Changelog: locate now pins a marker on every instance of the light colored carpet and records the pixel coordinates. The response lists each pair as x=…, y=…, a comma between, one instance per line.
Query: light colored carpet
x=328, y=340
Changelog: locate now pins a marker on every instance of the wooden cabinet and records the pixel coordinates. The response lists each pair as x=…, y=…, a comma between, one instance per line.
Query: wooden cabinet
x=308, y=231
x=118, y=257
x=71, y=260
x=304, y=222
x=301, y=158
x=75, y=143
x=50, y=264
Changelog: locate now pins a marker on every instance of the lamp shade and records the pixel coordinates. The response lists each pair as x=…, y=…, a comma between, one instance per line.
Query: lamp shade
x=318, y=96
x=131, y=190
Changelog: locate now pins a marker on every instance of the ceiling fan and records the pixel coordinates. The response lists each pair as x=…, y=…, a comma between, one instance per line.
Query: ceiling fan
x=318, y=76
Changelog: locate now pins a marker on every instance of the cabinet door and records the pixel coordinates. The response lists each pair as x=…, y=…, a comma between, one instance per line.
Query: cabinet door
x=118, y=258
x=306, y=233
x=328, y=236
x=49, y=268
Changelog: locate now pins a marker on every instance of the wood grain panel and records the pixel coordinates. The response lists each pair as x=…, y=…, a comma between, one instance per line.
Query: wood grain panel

----

* **YOUR TASK**: All the entries above need to be reproduced exactly.

* **SOLVED EXERCISE**:
Changelog: locate now pins a marker on every instance of the light colored carpet and records the pixel coordinates. The response lists each pair as x=…, y=…, a comma between, one instance per line.
Query: light colored carpet
x=328, y=340
Changelog: locate now pins a marker on every instance of the wooden cabinet and records the pixel coordinates. The response lists each pair as x=…, y=…, a comma between, one instance per line.
Query: wooden cabinet
x=308, y=231
x=118, y=257
x=71, y=260
x=304, y=222
x=301, y=158
x=75, y=143
x=50, y=264
Changelog: locate now pins a marker on every instance of the lamp shade and records the pixel coordinates. The response lists each pair as x=…, y=…, a comma between, one instance per line.
Query: lamp shade
x=318, y=96
x=131, y=190
Changelog: locate now pins a marker on every instance of the ceiling fan and records the pixel coordinates. The response lists each pair as x=…, y=…, a comma between, one instance per line.
Query: ceiling fan
x=318, y=76
Changelog: locate now pins a marker on every instance of the cabinet door and records the pixel coordinates. The response lists each pair as x=…, y=…, a comma between, one instance per line.
Query: cabinet door
x=118, y=258
x=306, y=233
x=328, y=236
x=49, y=268
Changelog: locate now pins a marker on every instance of the wood grain panel and records the pixel coordinates. The response lists each pair as x=…, y=…, a comma between, one instance per line.
Query: wood grain panel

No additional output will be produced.